> **GIVEN PASSAGE**
◇ ◇ ◇ ◇ ◇ ◇ ◇

Computer Vision has been widely acknowledged as one of the most important fields which is ubiquitously applied in industry or in the real life. Recently, with the advance in Machine Learning especially Deep Learning, Computer Vision has been reaching the brand new level of perceiving images, videos captured from the surrounding environments, and covering a variety of research topics including Image Classification, Object Detection to Action Recognition, … This article is developed to help Computer Vision beginners in getting a adequate grasp of working procedure for a Image Classification problem.
CIFAR10 dataset is utilized in training and test process to demonstrate how to approach and tackle this task. Besides, common wellknown CNN architectures are used with modern Learning Rate schedule for illustrating their efficiency and gaining high accuracy level within a small number of training epochs.
Table of Contents:
 Review and Prepare CIFAR10 dataset
 Review modern CNN architectures
 Setup Training system
 Experiments and Results
 Review and Prepare CIFAR10 dataset
As a Computer Vision practitioner, CIFAR10 is commonly the first dataset to experience. This dataset contains 60000 32x32 color images uniformly distributed to 10 classes. Below are some samples of CIFAR10 dataset depicting 10 classes.
(source: https://www.cs.toronto.edu/~kriz/cifar.html)
In the source code, this step is clearly performed in Section 2 – Prepare Data. Before applied to training or test procedure, Data Transformation are usually used to preprocess data to some standard with the purpose to optimally increase the precision of both processes. In the notebook, the author only transformed image data by a few common transforming technique e.g. Random Crop, Horizontal Flipping, and Normalization by the mean and standard deviation of CIFAR10 dataset.
2. Review Modern CNN Architectures
In this section, it is assumed that the readers have already gained prerequisites of Deep Learning about Convolutional Neural Network layers, and implemented a basic CNN models.
At the time of writing this blog, there are a significant number of CNN models serving a numerous Computer Vision topics and each model has its own strength and robustness for specific classes of applications.
To review the common CNN architectures with enough depth of knowledge, but not affect the main purpose of this blog, the author only introduce and also explain several famous architectures which shape the modern Deep Learning success.
2.1 VGG network
VGGNet is the 1^{st} runnerup in ILSVRC 2014 in the classification task. It is the first network that uses block as unit component. Each block consists of a series of convolutional layers, followed by a max pooling layer for spatial downsampling. The authors of VGGNet used 3x3 kernels for convolution. Later on, inherited their ideas, VGGNet is customized to use 5x5, 7x7 kernels for specific situations. All common VGG models are depicted below:
(source: https://medium.com/coinmonks/paperreviewofvggnet1strunnerupofilsvlc2014imageclassificationd02355543a11)

◇ ◇ ◇ ◇ ◇ ◇ ◇

> **RAW DATA**
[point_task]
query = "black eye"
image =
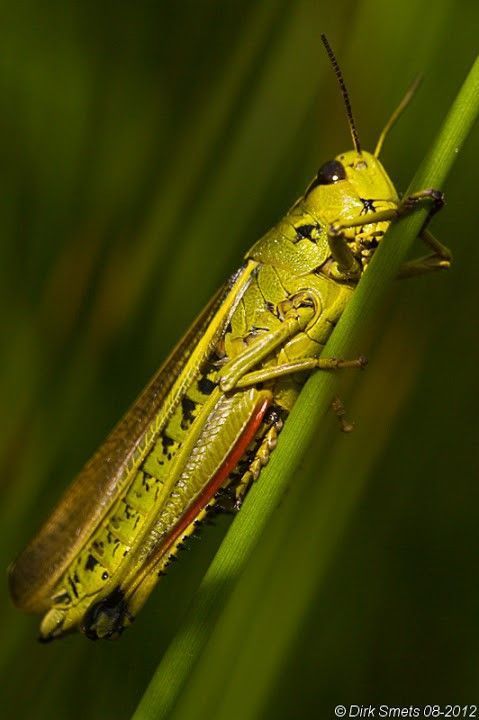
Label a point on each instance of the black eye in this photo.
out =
(330, 173)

◇ ◇ ◇ ◇ ◇ ◇ ◇

> **PROBLEM SET**
A - According to the CIFAR10 tutorial, what kernel size did the authors of VGGNet use for convolution?
B - Update the listing so that "black eye" becomes "bruised eye" throughout, keeping everything else the same, and omit the pictures from your version.
The listing has no connection to the CIFAR10 tutorial.

> **RESULTS**
A - They used 3x3 kernels.

B -
[point_task]
query = "bruised eye"
image =
Label a point on each instance of the bruised eye in this photo.
out =
(330, 173)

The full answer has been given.